WORK TO BE COMPLETED: Exactly reproduce the lines beginning with the line that includes "Expected: one point per instance of the raspberry, reported" and ending with the last line of the data.

Stored items from a collection:
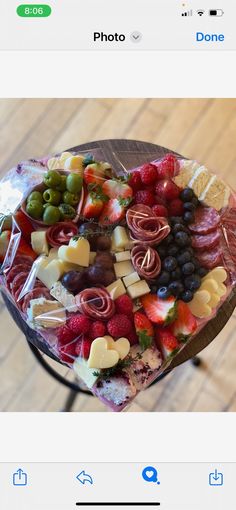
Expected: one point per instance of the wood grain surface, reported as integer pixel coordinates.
(204, 129)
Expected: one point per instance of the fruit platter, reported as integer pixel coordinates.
(117, 270)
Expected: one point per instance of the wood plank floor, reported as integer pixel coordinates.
(204, 129)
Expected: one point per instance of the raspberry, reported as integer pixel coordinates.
(98, 328)
(167, 189)
(79, 324)
(82, 348)
(65, 335)
(148, 174)
(144, 197)
(124, 304)
(119, 325)
(135, 180)
(176, 207)
(160, 210)
(67, 353)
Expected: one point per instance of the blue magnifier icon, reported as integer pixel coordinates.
(150, 474)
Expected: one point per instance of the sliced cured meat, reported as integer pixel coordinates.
(206, 221)
(145, 226)
(146, 261)
(61, 233)
(206, 242)
(96, 303)
(210, 258)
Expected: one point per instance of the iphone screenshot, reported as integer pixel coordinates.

EXERCISE RESPONSE:
Expected: one point per instance of the raspberry, reported as integer pixel coordinates.
(98, 328)
(167, 189)
(79, 324)
(82, 348)
(65, 335)
(148, 174)
(144, 197)
(124, 304)
(119, 325)
(135, 180)
(176, 207)
(160, 210)
(67, 353)
Expected: one point per instance of the blue magnifier icon, reported as integer pixel coordinates.
(150, 474)
Expected: one point per instance of the sliced cured meat, reported as integer pixel coordinates.
(206, 221)
(145, 226)
(146, 261)
(61, 233)
(206, 242)
(96, 303)
(210, 258)
Expected: one point per instance of the iphone screenshot, reported as integer pixel coordinates.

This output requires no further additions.